• _Stored data_
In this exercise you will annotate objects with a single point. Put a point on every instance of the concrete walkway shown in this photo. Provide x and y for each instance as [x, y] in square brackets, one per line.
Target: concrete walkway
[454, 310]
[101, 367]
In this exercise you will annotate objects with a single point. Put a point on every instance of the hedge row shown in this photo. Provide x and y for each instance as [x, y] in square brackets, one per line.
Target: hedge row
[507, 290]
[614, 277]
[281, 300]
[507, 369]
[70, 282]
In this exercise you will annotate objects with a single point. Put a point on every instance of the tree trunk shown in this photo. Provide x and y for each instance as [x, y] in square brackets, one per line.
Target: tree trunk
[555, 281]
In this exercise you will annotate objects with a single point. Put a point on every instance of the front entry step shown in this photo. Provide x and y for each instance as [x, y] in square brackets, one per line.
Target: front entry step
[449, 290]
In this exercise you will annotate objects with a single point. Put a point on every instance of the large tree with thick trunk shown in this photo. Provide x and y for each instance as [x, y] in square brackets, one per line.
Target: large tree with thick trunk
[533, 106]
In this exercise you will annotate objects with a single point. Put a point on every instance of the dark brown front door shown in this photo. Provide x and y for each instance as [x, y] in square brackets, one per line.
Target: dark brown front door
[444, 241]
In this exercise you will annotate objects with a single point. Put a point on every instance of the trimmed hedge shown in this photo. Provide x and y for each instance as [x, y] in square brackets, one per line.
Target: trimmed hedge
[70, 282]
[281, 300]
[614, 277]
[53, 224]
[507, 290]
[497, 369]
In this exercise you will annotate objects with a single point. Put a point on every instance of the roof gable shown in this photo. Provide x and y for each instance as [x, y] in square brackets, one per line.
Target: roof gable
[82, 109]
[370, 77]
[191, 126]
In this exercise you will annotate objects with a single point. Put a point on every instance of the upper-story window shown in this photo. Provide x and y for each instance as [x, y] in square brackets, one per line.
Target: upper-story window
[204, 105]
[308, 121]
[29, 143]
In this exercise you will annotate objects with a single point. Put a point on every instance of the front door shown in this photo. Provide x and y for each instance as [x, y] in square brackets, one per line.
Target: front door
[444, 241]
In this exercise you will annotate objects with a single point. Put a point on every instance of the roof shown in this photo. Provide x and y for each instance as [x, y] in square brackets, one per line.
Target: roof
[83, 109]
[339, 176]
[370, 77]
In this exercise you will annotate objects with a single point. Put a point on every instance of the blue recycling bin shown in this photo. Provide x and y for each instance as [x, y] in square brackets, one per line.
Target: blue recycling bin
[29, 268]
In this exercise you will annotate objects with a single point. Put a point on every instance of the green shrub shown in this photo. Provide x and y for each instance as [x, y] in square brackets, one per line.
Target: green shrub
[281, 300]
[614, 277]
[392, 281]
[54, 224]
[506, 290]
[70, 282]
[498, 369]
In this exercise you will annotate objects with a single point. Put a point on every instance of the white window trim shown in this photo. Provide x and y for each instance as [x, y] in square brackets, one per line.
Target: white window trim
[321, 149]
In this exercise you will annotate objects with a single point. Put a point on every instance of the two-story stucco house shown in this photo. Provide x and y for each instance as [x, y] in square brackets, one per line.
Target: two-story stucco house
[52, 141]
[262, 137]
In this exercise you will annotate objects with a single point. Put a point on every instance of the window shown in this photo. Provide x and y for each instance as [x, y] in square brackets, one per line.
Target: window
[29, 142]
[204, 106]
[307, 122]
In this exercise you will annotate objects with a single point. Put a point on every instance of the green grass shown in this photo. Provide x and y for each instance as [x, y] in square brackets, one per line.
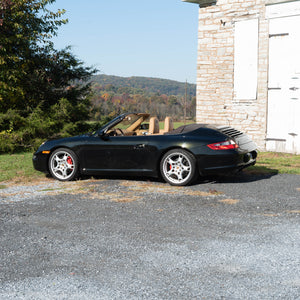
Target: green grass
[271, 162]
[19, 168]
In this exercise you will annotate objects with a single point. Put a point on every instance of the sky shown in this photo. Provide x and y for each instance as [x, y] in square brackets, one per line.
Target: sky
[156, 38]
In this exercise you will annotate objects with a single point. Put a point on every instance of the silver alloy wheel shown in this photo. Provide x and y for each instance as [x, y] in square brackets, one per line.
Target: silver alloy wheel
[177, 168]
[62, 165]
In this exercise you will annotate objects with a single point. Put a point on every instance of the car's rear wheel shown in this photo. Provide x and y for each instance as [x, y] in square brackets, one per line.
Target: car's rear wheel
[63, 164]
[178, 167]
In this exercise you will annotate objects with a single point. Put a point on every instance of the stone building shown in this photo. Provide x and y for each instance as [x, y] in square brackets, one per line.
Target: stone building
[248, 69]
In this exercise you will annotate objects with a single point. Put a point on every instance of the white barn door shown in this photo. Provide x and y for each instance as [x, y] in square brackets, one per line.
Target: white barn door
[283, 123]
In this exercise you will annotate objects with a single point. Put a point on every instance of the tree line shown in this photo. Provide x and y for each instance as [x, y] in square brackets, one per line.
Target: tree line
[45, 92]
[117, 97]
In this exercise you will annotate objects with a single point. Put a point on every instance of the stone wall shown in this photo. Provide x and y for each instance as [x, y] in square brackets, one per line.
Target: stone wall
[215, 68]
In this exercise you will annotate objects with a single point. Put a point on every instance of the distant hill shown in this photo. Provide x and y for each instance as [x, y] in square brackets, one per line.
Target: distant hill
[146, 84]
[160, 97]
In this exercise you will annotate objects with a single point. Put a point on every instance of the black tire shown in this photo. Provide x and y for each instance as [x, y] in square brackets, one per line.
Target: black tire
[178, 167]
[63, 164]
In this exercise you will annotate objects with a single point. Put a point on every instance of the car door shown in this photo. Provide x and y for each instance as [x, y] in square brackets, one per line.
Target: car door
[115, 154]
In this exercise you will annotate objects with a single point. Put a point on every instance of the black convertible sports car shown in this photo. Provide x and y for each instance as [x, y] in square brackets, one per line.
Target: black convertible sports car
[133, 144]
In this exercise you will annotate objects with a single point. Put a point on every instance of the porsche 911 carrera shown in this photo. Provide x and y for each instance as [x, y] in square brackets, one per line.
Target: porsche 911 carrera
[133, 144]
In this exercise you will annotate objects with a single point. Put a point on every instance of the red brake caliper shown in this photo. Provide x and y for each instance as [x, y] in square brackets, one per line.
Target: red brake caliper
[69, 160]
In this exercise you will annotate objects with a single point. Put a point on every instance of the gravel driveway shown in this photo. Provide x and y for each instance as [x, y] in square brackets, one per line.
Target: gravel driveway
[223, 238]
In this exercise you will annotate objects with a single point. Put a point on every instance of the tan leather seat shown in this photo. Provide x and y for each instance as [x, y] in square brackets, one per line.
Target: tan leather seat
[153, 125]
[168, 125]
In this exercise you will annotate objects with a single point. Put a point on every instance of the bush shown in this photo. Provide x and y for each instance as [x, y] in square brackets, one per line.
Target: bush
[18, 133]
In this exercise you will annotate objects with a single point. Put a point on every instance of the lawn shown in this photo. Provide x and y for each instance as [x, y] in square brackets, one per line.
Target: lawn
[18, 167]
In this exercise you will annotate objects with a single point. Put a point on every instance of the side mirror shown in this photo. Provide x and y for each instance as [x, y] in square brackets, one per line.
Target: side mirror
[103, 135]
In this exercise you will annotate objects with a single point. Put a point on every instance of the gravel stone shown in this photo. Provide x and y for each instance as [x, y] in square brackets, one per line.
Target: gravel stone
[234, 237]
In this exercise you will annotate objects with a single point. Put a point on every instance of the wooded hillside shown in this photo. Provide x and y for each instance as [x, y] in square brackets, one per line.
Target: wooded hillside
[113, 95]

• _SHORT PROBLEM_
Return only the lines running from the line with "of the side" to the last line of the records, both included, exactly as written.

• _SOLUTION TO THIS PROBLEM_
In this exercise you will annotate objects with a single point. Put a point on every instance of the side mirror shown in this photo. Provide x and y for each instance as [x, y] in square brackets, one per line.
Target: side mirror
[103, 135]
In this exercise you will annotate objects with a single point. Put a point on every instance of the gravel stone shown in this photo. Provide x and y for each instance as [x, y] in square brackets, one per line.
Target: gravel stone
[234, 237]
In this exercise you will annotate objects with a single point. Put a point on every instance of the wooded hillside shown in this photo. Provide x and y for each instance as [x, y] in square brackets, one per line.
Target: wooded hillside
[113, 95]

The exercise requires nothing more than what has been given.